### Text block
========================

+
+static inline int thread_in_smt4core(int x)
+{
+ return x % 4;
+}
Needs a whitespace here though I don't really like the above. Any reason
why you can't use the existing cpu_thread_in_core() ?
I will change it to cpu_thread_in_core()
+unsigned long arch_scale_smt_power(struct sched_domain *sd, int cpu)
+{
+ int cpu2;
+ int idle_count = 0;
+
+ struct cpumask *cpu_map = sched_domain_span(sd);
+
+ unsigned long weight = cpumask_weight(cpu_map);
+ unsigned long smt_gain = sd->smt_gain;
More whitespace damage above.
You are better than checkpatch.pl, will fix.
+ if (cpu_has_feature(CPU_FTRS_POWER7) && weight == 4) {
+ for_each_cpu(cpu2, cpu_map) {
+ if (idle_cpu(cpu2))
+ idle_count++;
+ }
I'm not 100% sure about the use of the CPU feature above. First I wonder
if the right approach is to instead do something like
if (!cpu_has_feature(...) !! weigth < 4)
return default_scale_smt_power(sd, cpu);
Though we may be better off using a ppc_md. hook here to avoid
calculating the weight etc... on processors that don't need any
of that.
I also dislike your naming. I would suggest you change cpu_map to
sibling_map() and cpu2 to sibling (or just c). One thing I wonder is how
sure we are that sched_domain_span() is always going to give us the
threads btw ? If we introduce another sched domain level for NUMA
purposes can't we get confused ?

========================

### Data section
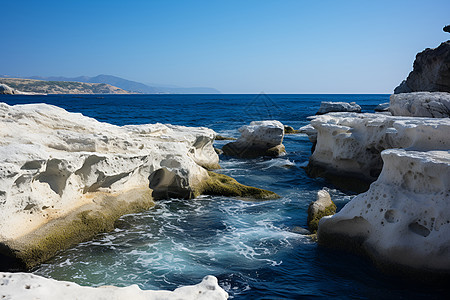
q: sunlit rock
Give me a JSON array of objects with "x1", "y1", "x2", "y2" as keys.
[
  {"x1": 0, "y1": 103, "x2": 219, "y2": 269},
  {"x1": 0, "y1": 273, "x2": 228, "y2": 300},
  {"x1": 316, "y1": 101, "x2": 361, "y2": 115},
  {"x1": 318, "y1": 150, "x2": 450, "y2": 277},
  {"x1": 307, "y1": 113, "x2": 450, "y2": 191},
  {"x1": 222, "y1": 121, "x2": 285, "y2": 158},
  {"x1": 307, "y1": 190, "x2": 336, "y2": 233}
]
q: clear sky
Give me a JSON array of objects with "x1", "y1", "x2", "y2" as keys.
[{"x1": 0, "y1": 0, "x2": 450, "y2": 93}]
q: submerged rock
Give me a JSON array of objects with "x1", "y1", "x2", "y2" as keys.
[
  {"x1": 284, "y1": 125, "x2": 299, "y2": 134},
  {"x1": 222, "y1": 121, "x2": 286, "y2": 158},
  {"x1": 215, "y1": 135, "x2": 236, "y2": 141},
  {"x1": 0, "y1": 103, "x2": 276, "y2": 270},
  {"x1": 374, "y1": 102, "x2": 389, "y2": 112},
  {"x1": 318, "y1": 150, "x2": 450, "y2": 283},
  {"x1": 0, "y1": 83, "x2": 16, "y2": 95},
  {"x1": 193, "y1": 171, "x2": 280, "y2": 200},
  {"x1": 306, "y1": 113, "x2": 450, "y2": 191},
  {"x1": 0, "y1": 273, "x2": 228, "y2": 300},
  {"x1": 389, "y1": 92, "x2": 450, "y2": 118},
  {"x1": 316, "y1": 101, "x2": 361, "y2": 115},
  {"x1": 307, "y1": 190, "x2": 336, "y2": 233},
  {"x1": 394, "y1": 41, "x2": 450, "y2": 94}
]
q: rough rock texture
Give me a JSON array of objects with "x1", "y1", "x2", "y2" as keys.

========================

### Tasks to perform
• 1. In the patch review, substitute "idle_threads" for "idle_count" and give the passage again from "You are better" to "weigth < 4)".
• 2. Does each statement agree with the patch review? Answer yes or no for each, and quote the words that decide it.
(a) The reviewer suggests renaming cpu_map to sibling_map().
(b) The patch author plans to keep the thread_in_smt4core() helper.
(c) The reviewer is fully certain about the use of the CPU feature.

### Expected answers
• 1.
You are better than checkpatch.pl, will fix.
+ if (cpu_has_feature(CPU_FTRS_POWER7) && weight == 4) {
+ for_each_cpu(cpu2, cpu_map) {
+ if (idle_cpu(cpu2))
+ idle_threads++;
+ }
I'm not 100% sure about the use of the CPU feature above. First I wonder
if the right approach is to instead do something like
if (!cpu_has_feature(...) !! weigth < 4)

• 2.
(a) Yes: "I would suggest you change cpu_map to sibling_map()"
(b) No: "I will change it to cpu_thread_in_core()"
(c) No: "I'm not 100% sure about the use of the CPU feature above."